Scan the material for the word "block", then return every line where it appears.

(PROVIDED DATA begins)

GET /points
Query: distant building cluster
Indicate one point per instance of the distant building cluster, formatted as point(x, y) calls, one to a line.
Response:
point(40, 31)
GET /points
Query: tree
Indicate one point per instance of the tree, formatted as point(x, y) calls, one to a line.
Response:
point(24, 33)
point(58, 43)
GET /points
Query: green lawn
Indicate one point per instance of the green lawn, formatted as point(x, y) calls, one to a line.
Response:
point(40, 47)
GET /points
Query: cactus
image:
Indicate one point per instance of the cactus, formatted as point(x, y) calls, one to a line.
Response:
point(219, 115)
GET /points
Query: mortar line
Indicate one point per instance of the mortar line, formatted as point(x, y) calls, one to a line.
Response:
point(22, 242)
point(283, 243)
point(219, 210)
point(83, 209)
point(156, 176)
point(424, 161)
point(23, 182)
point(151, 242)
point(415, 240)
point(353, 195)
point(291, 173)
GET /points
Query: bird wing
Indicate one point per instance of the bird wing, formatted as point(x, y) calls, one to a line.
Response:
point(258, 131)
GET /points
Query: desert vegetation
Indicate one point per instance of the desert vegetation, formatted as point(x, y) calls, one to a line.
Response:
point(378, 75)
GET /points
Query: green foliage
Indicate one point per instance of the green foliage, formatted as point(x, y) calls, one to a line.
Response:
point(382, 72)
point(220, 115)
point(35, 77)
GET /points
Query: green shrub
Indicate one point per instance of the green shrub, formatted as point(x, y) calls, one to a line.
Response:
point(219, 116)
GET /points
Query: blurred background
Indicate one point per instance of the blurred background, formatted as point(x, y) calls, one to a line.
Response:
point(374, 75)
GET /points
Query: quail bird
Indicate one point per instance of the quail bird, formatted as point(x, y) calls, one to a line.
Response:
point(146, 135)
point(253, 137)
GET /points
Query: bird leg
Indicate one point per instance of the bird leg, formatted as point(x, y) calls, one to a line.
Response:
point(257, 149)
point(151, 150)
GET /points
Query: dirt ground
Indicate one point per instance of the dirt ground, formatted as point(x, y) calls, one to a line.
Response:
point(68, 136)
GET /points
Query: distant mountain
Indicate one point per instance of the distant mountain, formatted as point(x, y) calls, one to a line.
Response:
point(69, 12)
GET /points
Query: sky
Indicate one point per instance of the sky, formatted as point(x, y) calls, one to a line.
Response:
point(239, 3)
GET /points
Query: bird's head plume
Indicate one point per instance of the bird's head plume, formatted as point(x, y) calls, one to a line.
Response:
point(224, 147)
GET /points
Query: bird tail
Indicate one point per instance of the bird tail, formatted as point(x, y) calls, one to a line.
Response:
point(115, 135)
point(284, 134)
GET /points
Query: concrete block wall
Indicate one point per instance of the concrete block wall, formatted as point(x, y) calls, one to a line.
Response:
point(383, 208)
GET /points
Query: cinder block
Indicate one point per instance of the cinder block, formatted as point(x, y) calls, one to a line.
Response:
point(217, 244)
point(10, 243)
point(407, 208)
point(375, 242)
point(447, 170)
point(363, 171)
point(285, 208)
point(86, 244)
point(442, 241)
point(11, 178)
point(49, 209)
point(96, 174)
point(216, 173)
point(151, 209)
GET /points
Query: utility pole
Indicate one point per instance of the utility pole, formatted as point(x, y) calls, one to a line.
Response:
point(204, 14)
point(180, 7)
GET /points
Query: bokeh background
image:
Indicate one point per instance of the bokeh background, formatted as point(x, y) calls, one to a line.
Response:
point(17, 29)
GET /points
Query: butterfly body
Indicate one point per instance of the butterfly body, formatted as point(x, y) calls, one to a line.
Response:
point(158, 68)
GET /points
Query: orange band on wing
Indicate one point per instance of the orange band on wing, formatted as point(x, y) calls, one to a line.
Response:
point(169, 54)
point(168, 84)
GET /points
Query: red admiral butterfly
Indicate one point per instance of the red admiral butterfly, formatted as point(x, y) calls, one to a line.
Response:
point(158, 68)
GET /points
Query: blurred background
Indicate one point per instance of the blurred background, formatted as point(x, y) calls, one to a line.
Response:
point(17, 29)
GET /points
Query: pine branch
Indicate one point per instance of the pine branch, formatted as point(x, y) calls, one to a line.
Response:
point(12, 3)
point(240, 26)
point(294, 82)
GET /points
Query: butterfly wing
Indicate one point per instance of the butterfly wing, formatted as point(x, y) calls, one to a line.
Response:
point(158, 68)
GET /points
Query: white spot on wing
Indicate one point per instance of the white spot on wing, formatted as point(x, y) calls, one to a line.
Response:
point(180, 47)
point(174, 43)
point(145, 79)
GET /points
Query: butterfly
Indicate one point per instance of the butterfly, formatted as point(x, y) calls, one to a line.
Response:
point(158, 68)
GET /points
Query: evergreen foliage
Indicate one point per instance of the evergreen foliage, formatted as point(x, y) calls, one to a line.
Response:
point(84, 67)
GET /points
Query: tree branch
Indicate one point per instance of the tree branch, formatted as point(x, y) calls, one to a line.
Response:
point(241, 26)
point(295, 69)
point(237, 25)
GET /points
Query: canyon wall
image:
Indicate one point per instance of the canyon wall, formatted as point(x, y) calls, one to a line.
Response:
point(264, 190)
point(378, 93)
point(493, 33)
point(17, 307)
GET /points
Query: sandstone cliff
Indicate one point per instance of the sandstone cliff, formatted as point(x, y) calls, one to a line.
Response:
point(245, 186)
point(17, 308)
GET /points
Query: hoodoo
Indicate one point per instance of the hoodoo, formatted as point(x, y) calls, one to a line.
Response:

(PROVIDED DATA ends)

- RESPONSE TO THE EXERCISE:
Query: concrete block wall
Indicate one point per instance of the concrete block wall, formatted as point(x, y) calls, one to a line.
Query: cinder block
Indicate one point per instance of the cinder block, formatted as point(x, y) calls, one to a line.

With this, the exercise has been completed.